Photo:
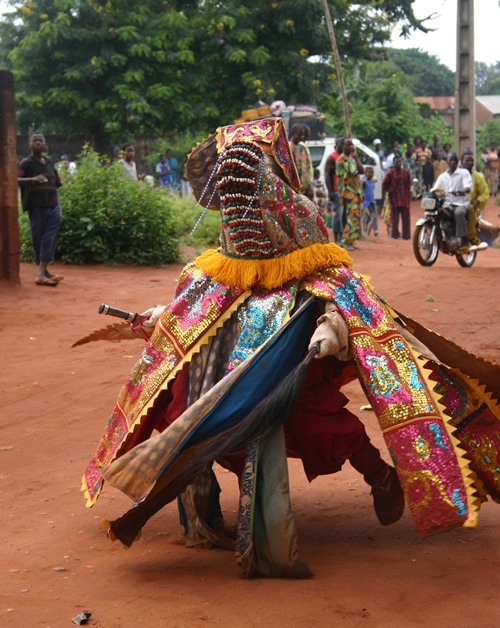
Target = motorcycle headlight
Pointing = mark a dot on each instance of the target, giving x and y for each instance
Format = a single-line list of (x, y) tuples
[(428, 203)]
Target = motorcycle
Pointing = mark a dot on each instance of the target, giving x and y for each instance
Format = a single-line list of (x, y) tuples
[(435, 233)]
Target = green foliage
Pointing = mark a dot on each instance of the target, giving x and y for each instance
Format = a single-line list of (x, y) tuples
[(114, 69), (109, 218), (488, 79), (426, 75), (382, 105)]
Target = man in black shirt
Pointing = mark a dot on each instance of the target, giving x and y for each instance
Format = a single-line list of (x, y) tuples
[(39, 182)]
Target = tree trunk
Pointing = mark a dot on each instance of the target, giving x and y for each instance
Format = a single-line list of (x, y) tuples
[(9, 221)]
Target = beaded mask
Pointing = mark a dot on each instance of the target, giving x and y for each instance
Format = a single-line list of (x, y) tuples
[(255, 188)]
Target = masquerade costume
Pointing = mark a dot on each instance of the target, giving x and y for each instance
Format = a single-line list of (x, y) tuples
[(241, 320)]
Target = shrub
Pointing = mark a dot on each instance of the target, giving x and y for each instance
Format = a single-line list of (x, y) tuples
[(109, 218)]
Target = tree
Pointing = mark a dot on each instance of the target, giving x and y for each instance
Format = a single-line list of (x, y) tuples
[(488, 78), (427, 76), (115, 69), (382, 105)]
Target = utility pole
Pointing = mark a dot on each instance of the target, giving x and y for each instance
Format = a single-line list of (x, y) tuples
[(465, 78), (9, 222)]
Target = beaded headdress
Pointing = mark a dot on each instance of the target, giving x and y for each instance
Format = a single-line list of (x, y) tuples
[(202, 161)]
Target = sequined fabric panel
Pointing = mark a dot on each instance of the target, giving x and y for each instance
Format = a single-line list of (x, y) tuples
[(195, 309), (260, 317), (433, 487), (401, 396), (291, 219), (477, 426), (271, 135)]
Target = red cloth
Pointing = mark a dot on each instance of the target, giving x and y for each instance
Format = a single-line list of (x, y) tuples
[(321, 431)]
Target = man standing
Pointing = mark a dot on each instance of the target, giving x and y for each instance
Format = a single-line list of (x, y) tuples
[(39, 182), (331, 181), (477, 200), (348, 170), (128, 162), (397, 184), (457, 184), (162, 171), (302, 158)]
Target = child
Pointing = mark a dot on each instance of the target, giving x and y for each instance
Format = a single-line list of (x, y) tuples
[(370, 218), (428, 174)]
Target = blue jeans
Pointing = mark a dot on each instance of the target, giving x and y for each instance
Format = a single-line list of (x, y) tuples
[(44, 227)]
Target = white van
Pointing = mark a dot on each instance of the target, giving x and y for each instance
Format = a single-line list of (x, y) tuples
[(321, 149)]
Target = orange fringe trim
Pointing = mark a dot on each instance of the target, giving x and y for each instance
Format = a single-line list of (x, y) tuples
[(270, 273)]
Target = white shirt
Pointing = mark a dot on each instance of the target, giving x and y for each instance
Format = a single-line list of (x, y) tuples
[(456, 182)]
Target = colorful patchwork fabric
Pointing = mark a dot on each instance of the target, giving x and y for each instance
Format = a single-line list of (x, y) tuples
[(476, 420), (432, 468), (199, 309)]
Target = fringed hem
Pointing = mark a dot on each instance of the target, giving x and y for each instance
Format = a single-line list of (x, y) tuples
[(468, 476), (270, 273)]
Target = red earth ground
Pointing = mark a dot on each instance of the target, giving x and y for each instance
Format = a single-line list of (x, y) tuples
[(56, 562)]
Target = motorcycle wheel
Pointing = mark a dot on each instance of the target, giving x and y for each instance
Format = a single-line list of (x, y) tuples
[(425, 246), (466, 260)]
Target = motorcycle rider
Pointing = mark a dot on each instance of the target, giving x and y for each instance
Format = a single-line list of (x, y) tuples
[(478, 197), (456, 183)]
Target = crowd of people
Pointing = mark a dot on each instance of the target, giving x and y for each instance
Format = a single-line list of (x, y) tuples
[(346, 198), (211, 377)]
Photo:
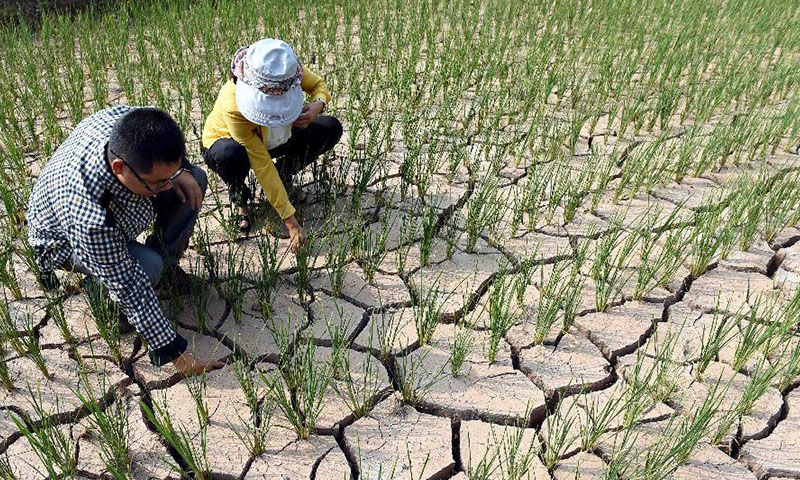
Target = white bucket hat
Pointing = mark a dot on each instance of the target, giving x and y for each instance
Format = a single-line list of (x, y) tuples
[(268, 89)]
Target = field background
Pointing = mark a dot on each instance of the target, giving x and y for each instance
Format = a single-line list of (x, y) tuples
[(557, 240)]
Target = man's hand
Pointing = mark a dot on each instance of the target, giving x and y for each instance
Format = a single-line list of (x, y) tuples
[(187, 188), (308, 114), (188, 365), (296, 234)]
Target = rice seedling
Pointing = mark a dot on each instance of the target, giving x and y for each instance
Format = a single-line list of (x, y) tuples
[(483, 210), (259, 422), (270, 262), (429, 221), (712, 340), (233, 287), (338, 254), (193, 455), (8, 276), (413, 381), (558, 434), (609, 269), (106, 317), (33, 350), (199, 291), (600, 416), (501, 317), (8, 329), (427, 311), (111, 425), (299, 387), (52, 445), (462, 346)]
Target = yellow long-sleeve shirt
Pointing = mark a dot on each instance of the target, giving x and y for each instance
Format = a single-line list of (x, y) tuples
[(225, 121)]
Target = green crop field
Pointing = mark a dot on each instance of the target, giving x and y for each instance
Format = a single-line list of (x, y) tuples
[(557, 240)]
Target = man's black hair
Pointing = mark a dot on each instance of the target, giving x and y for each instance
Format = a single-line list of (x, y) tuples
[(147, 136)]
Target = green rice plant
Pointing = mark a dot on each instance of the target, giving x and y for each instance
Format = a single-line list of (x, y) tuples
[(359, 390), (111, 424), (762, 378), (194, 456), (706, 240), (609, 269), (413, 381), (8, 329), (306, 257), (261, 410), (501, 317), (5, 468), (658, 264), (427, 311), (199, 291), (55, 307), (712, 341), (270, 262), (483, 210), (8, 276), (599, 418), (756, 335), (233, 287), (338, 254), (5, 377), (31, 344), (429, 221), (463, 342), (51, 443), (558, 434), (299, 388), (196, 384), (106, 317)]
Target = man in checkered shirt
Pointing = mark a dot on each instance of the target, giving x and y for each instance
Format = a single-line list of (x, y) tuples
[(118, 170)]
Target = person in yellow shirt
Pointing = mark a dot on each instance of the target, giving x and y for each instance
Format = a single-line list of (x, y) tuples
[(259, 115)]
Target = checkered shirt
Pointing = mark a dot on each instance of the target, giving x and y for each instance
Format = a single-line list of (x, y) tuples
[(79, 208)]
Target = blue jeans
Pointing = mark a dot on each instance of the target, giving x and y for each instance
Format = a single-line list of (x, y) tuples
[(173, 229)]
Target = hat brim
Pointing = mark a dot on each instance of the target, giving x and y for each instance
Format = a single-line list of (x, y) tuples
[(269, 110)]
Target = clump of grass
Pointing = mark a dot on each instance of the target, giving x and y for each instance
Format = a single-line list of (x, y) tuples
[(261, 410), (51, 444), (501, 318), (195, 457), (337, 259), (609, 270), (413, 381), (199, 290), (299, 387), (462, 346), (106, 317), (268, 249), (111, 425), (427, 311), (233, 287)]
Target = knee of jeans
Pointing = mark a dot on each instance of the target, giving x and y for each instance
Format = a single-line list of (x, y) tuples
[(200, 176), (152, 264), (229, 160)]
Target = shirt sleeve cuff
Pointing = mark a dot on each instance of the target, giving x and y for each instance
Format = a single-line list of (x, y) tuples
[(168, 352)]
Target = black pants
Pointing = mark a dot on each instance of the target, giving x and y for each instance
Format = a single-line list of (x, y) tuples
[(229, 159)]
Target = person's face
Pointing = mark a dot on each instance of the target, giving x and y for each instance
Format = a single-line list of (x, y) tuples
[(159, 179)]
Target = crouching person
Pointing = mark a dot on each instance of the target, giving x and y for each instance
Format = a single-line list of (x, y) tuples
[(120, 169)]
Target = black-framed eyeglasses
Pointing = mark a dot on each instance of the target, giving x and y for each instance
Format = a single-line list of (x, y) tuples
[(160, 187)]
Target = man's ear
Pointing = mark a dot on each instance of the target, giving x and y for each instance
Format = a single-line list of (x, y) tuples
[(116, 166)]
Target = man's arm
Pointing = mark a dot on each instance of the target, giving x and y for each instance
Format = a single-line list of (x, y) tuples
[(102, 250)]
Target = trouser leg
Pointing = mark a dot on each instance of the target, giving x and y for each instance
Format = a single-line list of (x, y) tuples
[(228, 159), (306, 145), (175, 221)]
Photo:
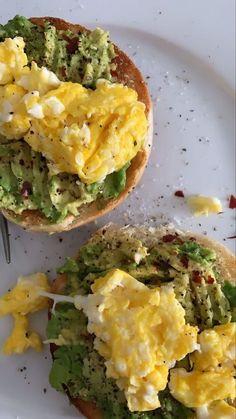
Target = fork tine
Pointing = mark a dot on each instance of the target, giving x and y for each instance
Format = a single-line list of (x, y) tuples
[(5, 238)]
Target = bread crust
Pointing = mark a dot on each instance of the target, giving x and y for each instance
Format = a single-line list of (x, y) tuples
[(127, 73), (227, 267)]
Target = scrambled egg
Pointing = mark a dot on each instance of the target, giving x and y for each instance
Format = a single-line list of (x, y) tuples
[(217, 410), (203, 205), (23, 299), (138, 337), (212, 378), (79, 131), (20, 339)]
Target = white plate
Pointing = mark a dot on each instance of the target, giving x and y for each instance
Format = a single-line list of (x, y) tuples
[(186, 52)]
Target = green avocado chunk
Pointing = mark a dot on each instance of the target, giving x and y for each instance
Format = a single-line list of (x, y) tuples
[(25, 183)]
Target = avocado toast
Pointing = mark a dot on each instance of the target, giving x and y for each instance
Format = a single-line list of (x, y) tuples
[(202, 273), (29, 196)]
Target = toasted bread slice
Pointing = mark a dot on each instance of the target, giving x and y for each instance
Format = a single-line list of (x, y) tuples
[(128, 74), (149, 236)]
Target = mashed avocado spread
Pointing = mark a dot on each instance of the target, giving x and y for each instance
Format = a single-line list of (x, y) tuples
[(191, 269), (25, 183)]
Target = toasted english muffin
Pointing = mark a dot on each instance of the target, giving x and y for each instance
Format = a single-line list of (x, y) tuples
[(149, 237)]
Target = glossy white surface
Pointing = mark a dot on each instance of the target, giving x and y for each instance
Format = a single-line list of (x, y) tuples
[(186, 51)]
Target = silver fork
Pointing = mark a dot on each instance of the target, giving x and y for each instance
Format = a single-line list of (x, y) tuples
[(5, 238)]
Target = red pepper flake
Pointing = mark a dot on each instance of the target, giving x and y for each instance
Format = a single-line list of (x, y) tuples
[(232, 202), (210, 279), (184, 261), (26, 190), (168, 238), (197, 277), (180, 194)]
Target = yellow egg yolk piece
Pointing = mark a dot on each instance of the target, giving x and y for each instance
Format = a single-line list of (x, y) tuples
• • •
### [TASK GOAL]
Copy out everything in the items from the line containing "Target = man's black hair" down to the line containing "[(147, 136)]", keeping both of those lines.

### [REPLY TO THE EXERCISE]
Target = man's black hair
Pointing = mark a dot on each instance of the target, giving x and y for each instance
Format = a single-line list of (x, y) tuples
[(147, 136)]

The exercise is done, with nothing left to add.